Sunday, 29 August 2010
Noflushd Patch for 2.6.32+ Kernels
After a recent kernel upgrade (from 2.6.26 to 2.6.34), Noflushd[1] stopped working. Worse, it broke quite badly in that CPU usage spiked as soon as sync's started to happen and in all probability some sort of a continuous loop seems to have kicked in. It appears that Noflushd relies on writing a "0" into the /proc/sys/vm/dirty_writeback_centisecs file which results in the new pdflush (threaded) implementation essentially continuously writing (since the write daemon now sleeps for "0" seconds between writes, and spawns multiple threads, one per partition/mount-point, to do a write). There are a lot of side effects of the pdflush implementation changes and noflushd is one that is quite severely affected.
Noflushd is not the preferred choice for spindowns when you factor in the availability of laptop_mode and the capabilities of hard disks to spindown when there is no activity (as configured via 'hdparm -S ...'). Unfortunately if one uses a Western Digital Scorpio Blue Notebook drive (on Linux), many (most? Or worse, all?) drives seem to have "broken" firmware in that they either spindown extremely aggressively (~8s) or not at all. They blatantly ignore hdparm values and if you factor in the loadcycle ("head parking") that also happens at the same rate of ~8s, there's a very strong likelihood that the drive will die fairly quickly. So, in the unfortunate event you have similar drive behaviour, short of writing a periodic spindown command job (which would not be aware of writes and their benefits on resetting timers) it is best to rely on Noflushd.
After a fair bit of tweaking and debugging, here's a set of changes (see below) that makes Noflushd work as it is supposed to, like with the 2.6.26 (and older) kernels. Essentially these changes also hinge on having the old EXT3 behaviour (journal mode is ordered instead of the now-default writeback) - so make sure that you are using EXT3 with the right behaviour (since this too has changed in the recent kernels).
First a bit of background on the new pdflush implementation. Essentially the /proc/sys/vm/dirty_writeback_centisecs file has a changed meaning (or rather behaviour) when it is set at zero. In older kernels (including 2.6.26), a zero in dirty_writeback_centisecs meant that the background flush daemon was disabled (i.e. not woken up periodically to flush writes to disk). This was crucial in using noflushd correctly to prevent unnecessary spinups of the drives since noflushd used that mechanism to disable the background writes before forcing the hard disk to sleep/standby. In the new kernels, instead of a "0", a "-1" seems to disable the background writes completely (and also results in "correct" behaviour when using noflushd as the harddisk correctly spins down and in general works as before). A fair bit of background on the pdflush changes (not necessarily related to the "0" vs "-1") are here [2,3,4,5].

---

* SET PROBLEM A: According to the Noflushd post, what value in dirty_writeback_centisecs turns off background writes completely in the new kernels?
* SET PROBLEM B: Copy word for word the part of the Noflushd post that starts at "Sunday, 29 August" and ends at "quite severely affected.".

* ITEMS:
---

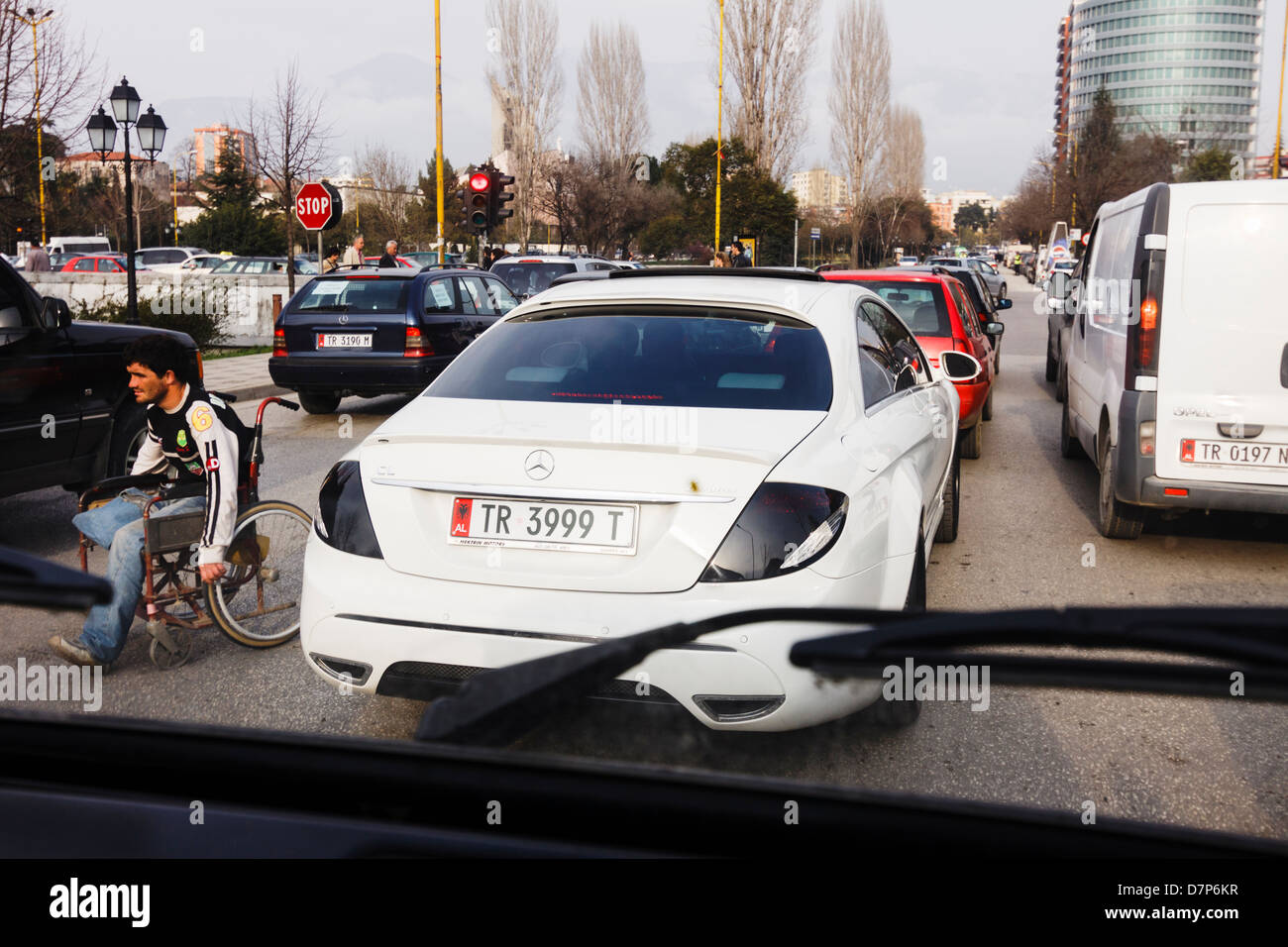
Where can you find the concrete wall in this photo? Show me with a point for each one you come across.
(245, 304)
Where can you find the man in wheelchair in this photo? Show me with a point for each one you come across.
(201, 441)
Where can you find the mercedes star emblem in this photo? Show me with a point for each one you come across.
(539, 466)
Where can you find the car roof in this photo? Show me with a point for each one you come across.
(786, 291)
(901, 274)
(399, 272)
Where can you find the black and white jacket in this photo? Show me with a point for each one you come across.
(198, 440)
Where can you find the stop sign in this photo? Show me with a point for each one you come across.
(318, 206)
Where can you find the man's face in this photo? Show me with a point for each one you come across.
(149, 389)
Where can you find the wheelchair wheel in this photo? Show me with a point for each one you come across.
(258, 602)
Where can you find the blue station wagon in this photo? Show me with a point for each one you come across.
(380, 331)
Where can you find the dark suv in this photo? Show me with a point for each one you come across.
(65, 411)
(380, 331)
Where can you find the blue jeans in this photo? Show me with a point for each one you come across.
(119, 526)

---

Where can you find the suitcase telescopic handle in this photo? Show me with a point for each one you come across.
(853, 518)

---

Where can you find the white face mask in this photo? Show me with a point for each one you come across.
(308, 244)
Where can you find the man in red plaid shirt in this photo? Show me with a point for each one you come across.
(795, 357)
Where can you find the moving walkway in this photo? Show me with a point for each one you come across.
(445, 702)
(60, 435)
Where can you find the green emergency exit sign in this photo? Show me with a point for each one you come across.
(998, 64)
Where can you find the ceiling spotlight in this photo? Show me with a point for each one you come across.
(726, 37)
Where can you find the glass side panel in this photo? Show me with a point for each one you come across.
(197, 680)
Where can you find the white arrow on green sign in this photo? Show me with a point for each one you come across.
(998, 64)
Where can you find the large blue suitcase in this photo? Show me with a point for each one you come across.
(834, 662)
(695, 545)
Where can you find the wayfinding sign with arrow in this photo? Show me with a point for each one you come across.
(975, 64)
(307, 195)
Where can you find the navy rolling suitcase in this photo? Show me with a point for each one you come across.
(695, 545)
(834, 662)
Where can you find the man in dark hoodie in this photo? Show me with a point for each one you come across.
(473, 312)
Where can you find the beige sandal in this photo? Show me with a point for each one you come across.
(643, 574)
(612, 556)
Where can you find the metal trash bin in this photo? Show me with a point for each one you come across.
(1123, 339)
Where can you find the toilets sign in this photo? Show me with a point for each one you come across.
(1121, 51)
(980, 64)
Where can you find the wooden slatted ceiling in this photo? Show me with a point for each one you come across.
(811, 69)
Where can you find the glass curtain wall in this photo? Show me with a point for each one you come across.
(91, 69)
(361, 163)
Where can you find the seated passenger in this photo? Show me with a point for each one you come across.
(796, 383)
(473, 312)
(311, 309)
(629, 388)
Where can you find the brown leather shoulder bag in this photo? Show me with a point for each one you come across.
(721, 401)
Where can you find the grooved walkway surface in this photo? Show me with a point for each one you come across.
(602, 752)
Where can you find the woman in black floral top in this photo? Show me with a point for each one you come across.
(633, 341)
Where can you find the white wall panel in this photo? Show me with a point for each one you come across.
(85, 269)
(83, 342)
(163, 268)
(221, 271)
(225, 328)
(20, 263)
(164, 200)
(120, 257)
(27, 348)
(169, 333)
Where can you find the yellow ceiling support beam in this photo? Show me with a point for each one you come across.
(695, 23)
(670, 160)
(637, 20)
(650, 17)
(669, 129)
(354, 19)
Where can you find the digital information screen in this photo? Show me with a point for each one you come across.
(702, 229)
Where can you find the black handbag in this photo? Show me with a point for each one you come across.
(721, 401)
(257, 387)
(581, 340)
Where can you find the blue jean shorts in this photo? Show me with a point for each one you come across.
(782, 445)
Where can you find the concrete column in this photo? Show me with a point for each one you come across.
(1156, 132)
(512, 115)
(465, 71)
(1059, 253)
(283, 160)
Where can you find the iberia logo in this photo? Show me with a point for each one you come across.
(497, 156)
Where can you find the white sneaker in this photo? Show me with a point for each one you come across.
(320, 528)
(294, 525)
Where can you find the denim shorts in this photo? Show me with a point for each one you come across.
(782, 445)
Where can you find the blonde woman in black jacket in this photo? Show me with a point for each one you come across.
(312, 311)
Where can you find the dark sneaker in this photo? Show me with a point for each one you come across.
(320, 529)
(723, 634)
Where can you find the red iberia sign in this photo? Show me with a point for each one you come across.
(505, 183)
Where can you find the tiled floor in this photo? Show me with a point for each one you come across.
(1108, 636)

---

* ANSWER A: A "-1" turns off background writes completely in the new kernels.

* ANSWER B:
Sunday, 29 August 2010
Noflushd Patch for 2.6.32+ Kernels
After a recent kernel upgrade (from 2.6.26 to 2.6.34), Noflushd[1] stopped working. Worse, it broke quite badly in that CPU usage spiked as soon as sync's started to happen and in all probability some sort of a continuous loop seems to have kicked in. It appears that Noflushd relies on writing a "0" into the /proc/sys/vm/dirty_writeback_centisecs file which results in the new pdflush (threaded) implementation essentially continuously writing (since the write daemon now sleeps for "0" seconds between writes, and spawns multiple threads, one per partition/mount-point, to do a write). There are a lot of side effects of the pdflush implementation changes and noflushd is one that is quite severely affected.